Records shown below:
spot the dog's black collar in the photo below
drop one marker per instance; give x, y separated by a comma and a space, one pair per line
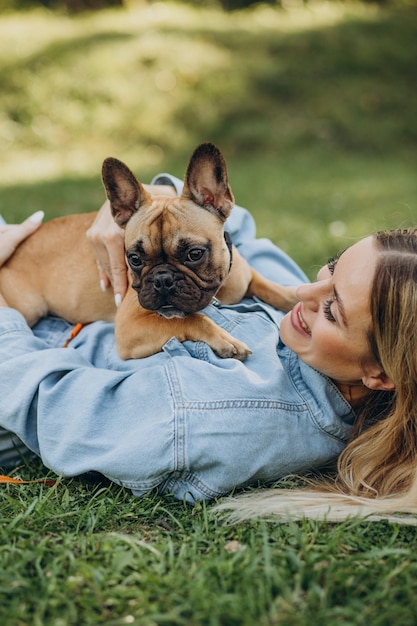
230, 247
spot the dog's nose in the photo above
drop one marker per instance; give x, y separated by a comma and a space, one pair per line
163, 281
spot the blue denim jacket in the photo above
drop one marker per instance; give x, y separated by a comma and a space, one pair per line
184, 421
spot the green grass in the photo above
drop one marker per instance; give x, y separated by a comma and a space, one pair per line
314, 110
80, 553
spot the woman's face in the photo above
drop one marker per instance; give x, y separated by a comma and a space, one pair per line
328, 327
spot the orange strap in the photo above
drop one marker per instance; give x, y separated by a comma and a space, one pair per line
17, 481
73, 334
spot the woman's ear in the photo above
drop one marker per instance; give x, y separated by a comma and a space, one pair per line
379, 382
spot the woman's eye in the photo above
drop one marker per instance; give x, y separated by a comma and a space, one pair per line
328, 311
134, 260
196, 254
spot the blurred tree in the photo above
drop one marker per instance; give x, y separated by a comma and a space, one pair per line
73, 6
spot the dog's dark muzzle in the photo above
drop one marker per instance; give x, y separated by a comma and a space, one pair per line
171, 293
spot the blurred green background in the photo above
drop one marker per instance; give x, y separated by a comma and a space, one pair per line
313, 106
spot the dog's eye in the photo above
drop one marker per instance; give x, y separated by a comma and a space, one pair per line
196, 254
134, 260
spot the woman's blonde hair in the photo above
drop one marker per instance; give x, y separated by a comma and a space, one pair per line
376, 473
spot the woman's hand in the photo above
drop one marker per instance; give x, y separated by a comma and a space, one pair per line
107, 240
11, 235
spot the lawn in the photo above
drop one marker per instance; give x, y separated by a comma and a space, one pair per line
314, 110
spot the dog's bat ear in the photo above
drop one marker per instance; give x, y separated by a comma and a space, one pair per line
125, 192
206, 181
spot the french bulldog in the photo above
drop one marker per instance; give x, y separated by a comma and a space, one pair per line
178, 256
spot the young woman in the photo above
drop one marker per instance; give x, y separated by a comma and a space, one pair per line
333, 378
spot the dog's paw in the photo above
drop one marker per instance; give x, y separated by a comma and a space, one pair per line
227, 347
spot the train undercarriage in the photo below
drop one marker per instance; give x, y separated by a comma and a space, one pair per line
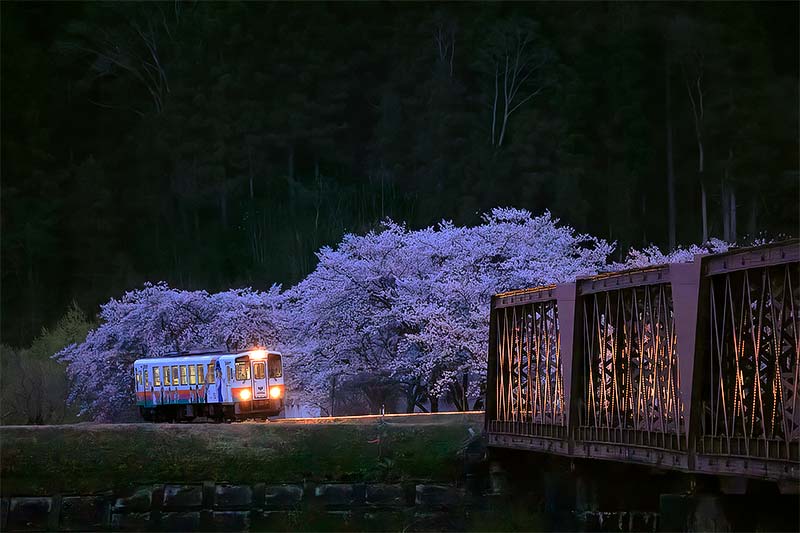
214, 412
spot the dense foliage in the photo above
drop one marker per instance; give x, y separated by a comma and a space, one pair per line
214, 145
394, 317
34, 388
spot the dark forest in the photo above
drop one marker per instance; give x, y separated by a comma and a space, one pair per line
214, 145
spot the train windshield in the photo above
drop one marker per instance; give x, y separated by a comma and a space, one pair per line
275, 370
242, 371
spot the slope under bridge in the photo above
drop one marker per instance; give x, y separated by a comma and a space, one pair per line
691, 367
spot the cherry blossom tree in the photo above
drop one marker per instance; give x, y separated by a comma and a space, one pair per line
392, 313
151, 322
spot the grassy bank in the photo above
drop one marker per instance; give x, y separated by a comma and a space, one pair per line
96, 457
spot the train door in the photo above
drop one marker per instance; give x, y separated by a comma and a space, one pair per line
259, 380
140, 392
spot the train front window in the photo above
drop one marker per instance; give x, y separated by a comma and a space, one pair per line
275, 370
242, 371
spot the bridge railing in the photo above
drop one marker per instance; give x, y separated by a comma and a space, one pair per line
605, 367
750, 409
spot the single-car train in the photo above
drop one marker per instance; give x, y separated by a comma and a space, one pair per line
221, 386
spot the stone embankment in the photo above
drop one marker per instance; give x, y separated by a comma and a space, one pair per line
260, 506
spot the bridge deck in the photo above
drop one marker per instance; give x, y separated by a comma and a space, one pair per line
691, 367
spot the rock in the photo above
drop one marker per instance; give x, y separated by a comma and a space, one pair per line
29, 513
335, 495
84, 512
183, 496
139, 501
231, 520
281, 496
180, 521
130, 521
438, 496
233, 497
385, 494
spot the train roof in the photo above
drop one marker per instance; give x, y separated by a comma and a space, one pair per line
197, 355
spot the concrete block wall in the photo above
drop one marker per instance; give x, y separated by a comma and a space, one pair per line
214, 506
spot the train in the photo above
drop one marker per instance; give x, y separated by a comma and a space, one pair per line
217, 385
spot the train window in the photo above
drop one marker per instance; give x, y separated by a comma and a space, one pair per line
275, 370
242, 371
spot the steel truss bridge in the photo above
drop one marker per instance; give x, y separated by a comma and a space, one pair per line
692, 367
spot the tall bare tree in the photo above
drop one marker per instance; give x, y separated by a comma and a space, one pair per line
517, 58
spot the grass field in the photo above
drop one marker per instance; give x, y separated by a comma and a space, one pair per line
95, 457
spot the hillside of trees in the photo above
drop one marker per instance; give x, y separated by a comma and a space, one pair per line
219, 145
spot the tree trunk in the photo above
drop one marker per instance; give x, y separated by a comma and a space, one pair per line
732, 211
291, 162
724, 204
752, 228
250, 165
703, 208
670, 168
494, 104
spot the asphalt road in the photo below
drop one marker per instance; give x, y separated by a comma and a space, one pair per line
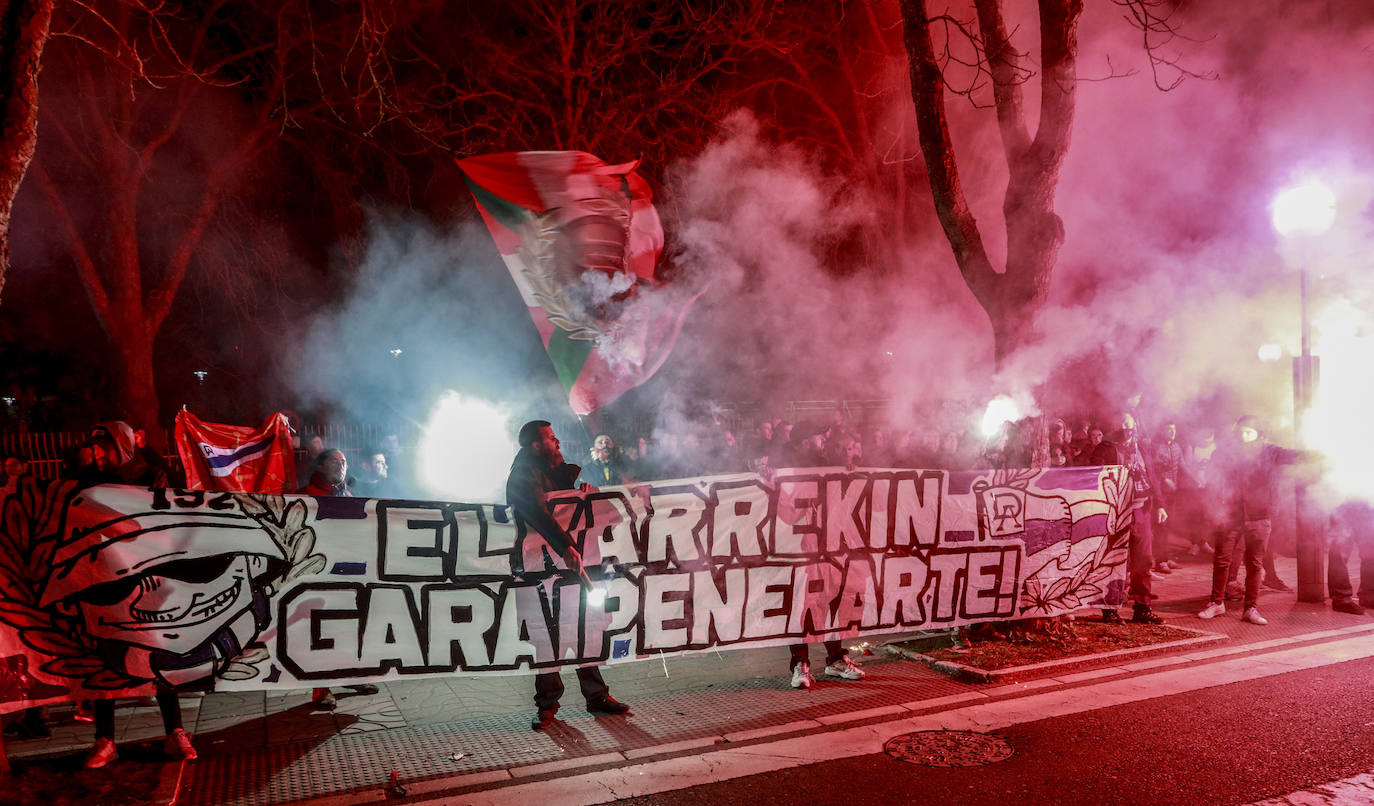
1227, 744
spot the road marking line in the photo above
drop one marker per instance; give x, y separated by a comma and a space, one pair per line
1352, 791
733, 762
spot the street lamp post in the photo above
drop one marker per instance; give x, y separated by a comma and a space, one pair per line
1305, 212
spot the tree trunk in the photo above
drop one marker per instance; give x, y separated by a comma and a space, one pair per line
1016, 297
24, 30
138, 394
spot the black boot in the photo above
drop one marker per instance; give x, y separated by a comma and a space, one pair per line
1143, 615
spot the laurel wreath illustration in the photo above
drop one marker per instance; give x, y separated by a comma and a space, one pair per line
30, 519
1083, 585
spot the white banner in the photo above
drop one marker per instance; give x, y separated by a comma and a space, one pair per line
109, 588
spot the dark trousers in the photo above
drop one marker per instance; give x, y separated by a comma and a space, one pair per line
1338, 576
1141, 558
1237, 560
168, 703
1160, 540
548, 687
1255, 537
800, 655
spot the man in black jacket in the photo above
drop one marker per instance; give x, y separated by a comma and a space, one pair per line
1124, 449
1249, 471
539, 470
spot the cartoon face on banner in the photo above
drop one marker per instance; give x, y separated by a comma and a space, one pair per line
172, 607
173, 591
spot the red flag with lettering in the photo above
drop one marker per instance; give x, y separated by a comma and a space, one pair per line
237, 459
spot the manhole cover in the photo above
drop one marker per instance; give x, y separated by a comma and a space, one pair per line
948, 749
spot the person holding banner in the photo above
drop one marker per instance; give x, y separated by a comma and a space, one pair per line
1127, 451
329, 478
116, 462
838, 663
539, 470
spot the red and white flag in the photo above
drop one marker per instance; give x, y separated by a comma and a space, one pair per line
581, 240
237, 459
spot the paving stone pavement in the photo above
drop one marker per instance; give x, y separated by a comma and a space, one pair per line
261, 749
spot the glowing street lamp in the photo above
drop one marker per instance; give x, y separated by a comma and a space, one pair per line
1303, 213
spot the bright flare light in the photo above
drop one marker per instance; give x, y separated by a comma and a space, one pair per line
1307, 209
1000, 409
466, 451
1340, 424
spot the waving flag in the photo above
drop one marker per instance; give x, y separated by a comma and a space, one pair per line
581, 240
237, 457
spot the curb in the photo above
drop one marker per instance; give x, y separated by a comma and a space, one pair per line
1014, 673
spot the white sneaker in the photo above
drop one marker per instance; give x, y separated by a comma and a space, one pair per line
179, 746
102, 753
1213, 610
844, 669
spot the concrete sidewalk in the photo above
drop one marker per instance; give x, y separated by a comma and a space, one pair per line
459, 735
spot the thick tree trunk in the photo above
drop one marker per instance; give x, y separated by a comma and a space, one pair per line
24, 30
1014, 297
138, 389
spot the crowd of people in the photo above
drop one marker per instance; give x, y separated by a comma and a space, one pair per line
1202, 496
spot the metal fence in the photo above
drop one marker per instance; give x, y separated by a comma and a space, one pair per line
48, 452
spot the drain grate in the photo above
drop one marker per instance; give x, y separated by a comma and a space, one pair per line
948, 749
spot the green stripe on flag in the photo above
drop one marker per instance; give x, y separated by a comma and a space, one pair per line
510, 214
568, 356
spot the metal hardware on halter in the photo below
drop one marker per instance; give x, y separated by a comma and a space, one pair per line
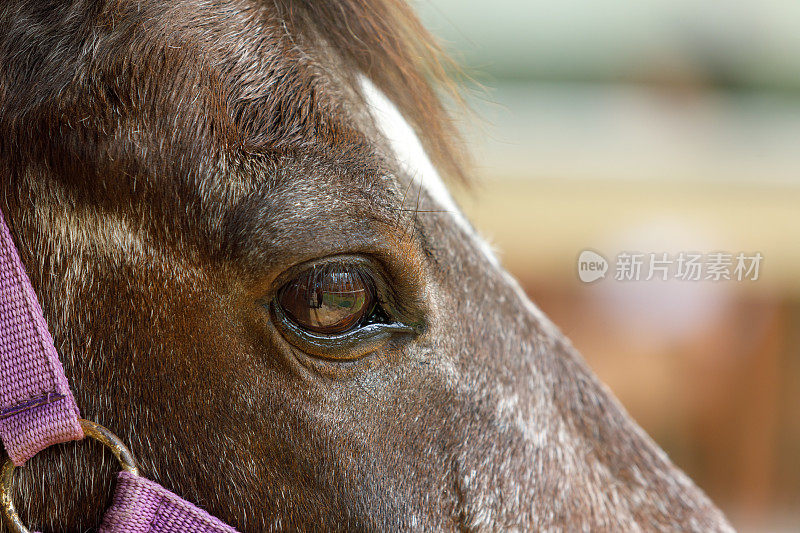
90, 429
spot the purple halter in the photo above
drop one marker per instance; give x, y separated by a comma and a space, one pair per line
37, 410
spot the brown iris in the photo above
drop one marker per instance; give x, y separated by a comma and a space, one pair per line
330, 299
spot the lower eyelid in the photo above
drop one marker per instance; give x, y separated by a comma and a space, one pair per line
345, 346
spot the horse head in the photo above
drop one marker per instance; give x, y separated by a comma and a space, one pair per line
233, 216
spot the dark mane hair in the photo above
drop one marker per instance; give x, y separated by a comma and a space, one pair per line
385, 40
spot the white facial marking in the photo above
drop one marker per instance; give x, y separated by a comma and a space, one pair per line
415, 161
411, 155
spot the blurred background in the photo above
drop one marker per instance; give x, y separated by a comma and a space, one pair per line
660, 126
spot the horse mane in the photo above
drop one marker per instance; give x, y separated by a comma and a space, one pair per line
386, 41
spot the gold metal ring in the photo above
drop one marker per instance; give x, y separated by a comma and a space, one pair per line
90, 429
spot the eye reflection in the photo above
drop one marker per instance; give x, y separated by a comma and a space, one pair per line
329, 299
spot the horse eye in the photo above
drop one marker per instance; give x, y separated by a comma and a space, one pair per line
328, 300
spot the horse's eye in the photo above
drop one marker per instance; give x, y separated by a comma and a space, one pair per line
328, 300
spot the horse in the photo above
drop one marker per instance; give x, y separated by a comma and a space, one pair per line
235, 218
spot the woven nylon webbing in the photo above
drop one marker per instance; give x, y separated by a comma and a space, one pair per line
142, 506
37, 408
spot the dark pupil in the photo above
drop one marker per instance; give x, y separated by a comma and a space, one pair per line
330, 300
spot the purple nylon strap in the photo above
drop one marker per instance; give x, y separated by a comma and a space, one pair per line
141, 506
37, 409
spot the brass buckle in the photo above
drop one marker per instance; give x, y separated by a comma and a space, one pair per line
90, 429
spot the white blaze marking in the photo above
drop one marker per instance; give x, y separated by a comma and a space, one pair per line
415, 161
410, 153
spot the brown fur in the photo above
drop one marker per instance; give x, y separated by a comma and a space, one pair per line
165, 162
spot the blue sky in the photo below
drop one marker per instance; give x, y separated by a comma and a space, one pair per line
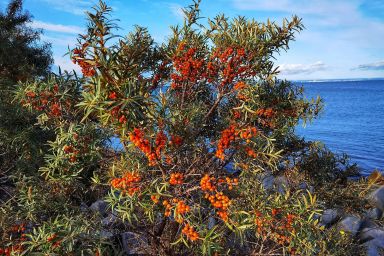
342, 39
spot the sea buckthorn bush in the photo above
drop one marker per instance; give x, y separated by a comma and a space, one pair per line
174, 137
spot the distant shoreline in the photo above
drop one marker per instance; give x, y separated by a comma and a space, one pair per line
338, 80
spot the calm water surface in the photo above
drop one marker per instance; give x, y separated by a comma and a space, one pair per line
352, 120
End of Records shown.
• [Exercise requirements] Read each line of the data and count the ones that include "train", answering with the number alone.

• [Solution for this exercise] 8